— START OF SOURCE DATA —

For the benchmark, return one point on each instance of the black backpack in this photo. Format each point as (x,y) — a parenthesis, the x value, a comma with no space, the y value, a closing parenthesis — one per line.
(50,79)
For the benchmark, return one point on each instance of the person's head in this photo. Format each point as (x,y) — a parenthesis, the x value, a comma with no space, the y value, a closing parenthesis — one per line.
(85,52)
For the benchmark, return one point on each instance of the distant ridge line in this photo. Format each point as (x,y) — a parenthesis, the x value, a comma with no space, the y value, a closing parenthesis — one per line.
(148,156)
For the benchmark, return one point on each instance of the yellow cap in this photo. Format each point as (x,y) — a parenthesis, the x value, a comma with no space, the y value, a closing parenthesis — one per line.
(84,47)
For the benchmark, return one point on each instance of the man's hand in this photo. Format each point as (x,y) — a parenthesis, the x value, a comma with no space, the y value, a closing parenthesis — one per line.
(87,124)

— END OF SOURCE DATA —

Repeat the lines from the one containing "of the distant" through the end of the listing, exactly and without any other lines; both ends are included.

**CORRECT OUTPUT**
For the benchmark, return one point on each instance of the distant ridge line in this photo. Format each point as (x,y) — a parenthesis, the x value, a comma with no space, the y value, a closing parenthesis — one per line.
(148,156)
For the benchmark, return one point on each instance of the yellow cap in this photo. Format each point as (x,y) — a parenthesis, the x value, a comma with no space, the y value, a closing parenthesis — one per line.
(84,47)
For the benchmark, return one point on each instance of the man's hand in this photo. Format each point as (x,y) — a parenthesis, the x value, a comma with no space, the y value, a closing parenthesis — one per line.
(87,124)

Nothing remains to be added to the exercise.